Task statement
Transcribe the material in full, exactly as written.

** begin Records **

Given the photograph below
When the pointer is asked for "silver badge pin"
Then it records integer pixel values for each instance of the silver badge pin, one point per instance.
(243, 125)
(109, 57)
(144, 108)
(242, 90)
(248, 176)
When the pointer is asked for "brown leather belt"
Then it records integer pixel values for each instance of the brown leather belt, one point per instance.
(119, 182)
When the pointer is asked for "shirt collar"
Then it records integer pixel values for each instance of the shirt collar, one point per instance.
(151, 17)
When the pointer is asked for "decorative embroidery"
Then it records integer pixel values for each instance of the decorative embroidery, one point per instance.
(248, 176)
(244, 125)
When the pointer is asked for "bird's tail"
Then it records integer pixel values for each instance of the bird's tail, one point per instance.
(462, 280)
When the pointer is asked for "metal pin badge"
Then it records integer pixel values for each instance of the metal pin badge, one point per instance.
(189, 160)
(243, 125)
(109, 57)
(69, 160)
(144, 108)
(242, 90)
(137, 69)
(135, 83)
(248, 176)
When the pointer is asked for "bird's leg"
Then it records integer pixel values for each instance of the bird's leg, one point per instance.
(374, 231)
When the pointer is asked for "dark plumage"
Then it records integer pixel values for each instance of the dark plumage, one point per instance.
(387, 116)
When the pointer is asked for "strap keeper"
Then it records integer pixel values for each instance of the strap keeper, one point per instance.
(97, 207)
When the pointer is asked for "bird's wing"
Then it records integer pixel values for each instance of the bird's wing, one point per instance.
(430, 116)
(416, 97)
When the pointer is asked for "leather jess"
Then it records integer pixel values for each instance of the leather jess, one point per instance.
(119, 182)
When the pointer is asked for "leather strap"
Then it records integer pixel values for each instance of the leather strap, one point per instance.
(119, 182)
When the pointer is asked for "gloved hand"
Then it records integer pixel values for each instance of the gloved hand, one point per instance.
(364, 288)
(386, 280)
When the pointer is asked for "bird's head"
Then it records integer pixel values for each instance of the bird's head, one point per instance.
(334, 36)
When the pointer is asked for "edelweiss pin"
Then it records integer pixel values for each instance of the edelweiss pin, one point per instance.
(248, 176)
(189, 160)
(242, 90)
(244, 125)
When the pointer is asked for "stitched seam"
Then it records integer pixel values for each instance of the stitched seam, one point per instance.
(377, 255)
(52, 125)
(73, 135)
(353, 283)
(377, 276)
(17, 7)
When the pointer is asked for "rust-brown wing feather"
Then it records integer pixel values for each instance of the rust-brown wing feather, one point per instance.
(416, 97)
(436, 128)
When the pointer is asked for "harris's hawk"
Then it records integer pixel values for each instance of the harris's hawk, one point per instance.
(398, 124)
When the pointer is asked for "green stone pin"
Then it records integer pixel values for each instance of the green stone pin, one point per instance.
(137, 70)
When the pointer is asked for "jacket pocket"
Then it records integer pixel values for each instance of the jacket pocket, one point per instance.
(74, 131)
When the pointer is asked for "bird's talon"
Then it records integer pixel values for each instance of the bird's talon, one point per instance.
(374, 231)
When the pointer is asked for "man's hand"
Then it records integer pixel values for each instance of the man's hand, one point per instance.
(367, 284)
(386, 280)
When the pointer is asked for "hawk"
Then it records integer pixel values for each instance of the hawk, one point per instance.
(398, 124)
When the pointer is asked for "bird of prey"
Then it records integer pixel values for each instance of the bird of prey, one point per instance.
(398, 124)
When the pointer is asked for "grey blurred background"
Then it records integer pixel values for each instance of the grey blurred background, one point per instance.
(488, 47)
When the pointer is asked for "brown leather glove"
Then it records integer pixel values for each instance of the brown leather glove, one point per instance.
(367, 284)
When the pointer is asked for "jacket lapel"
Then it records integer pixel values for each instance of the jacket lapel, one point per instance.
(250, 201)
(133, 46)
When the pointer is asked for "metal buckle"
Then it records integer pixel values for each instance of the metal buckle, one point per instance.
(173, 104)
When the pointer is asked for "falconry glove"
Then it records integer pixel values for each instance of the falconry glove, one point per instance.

** end Records **

Solution for this task
Given the photograph below
When the pointer is asked for "silver badge pin"
Then it records integer pixel values for each instance of the silver badge pin, one point per instance.
(243, 125)
(109, 57)
(144, 108)
(242, 90)
(248, 176)
When the pointer is asked for "brown leather belt"
Then it records integer pixel values for each instance of the brown leather belt, one point per instance.
(119, 182)
When the pointer is asked for "shirt collar"
Then it records integer pixel values for each instance of the shirt collar, one point per instance.
(151, 17)
When the pointer is asked for "decorative embroidery"
Then it records integer pixel values for each instance of the decorative embroidery, one point per instance.
(248, 176)
(244, 125)
When the pointer is asked for "bird's tail"
Then it records integer pixel values for each instance of the bird's tail, one point per instance.
(462, 280)
When the pointer is asked for "metal pin badge"
Then it records integer pixel values for each instance of the metal pin badge, one point per instance.
(189, 160)
(243, 125)
(109, 57)
(69, 160)
(144, 108)
(242, 90)
(137, 69)
(135, 83)
(248, 176)
When the pointer is asked for "bird's leg"
Then it records integer pixel values for each instance of the bird's leg, one point per instance.
(374, 231)
When the pointer is asked for "dark plumage"
Then it records integer pixel values for each instance of the dark plumage, one point per instance.
(387, 116)
When the pointer is asked for "strap keeper"
Then it records integer pixel values for each instance of the strap keeper, one point per instance.
(97, 207)
When the pointer is asked for "bird's wing"
Then it records integer pixel values for each instance of the bird's wing, one point per instance.
(430, 116)
(416, 97)
When the pointer is asked for "leather jess"
Then it records integer pixel values for each instance of the leather jess, one point per instance.
(119, 182)
When the pointer is asked for "leather strap"
Then it records integer pixel values for each instance of the leather strap, one point per instance.
(119, 182)
When the pointer is asked for "gloved hand"
Then it records integer pixel values for each instance of the gloved hand, one point per instance.
(364, 288)
(386, 280)
When the pointer is asked for "bird's head"
Then it records integer pixel values for each instance of the bird's head, one point per instance.
(334, 36)
When the pointer is asked for "edelweiss pin"
Then it records integer pixel values for each instance of the edelweiss pin, one point per instance.
(248, 176)
(189, 160)
(242, 90)
(244, 125)
When the pointer is asked for "stitched seam"
Then it records integer pixel values for each instance of the stitched seam, one point per instance.
(377, 255)
(52, 125)
(73, 135)
(353, 283)
(377, 276)
(17, 7)
When the pointer is asked for "rust-brown wing feather"
Then it records integer pixel values for each instance of the rust-brown wing feather, one point per instance.
(416, 97)
(436, 128)
When the pointer is asked for "harris's hawk"
Then it records integer pixel values for each instance of the harris's hawk, one point per instance.
(398, 124)
When the pointer is asked for "green stone pin"
Then it records integer pixel values for each instance of the green stone pin, one point per instance.
(137, 70)
When the pointer is asked for "jacket pocket"
Then it records integer pixel values for each instance of the jacket pocket, one point per instance.
(74, 131)
When the pointer is asked for "bird's talon"
Then it records integer pixel values for each instance of the bird's talon, one point per instance.
(374, 231)
When the pointer is asked for "man's hand"
Then it records integer pixel values for each instance of the man's hand, one point per instance.
(367, 284)
(386, 280)
When the pointer is asked for "hawk"
Then it records integer pixel values for each instance of the hawk, one point per instance.
(398, 124)
When the pointer is asked for "bird of prey"
Then it records integer pixel values for each instance of the bird of prey, one point per instance.
(398, 124)
When the pointer is asked for "grey blurred background"
Then it records integer pixel values for each instance of the grey blurred background, one point per instance.
(488, 47)
When the pointer is asked for "brown leather glove"
Then it records integer pixel values for each instance of the brown leather glove, one point per instance.
(367, 284)
When the pointer is asked for "jacket lapel"
Then it records integer pixel values for each instance of the jacket lapel, one point per instance.
(250, 201)
(133, 46)
When the pointer is asked for "metal buckle"
Then it records integer pixel values for each instance of the metal buckle, one point per instance.
(173, 104)
When the pointer is asked for "falconry glove"
Then it records integer pixel values for each instance of the falconry glove, one point per instance.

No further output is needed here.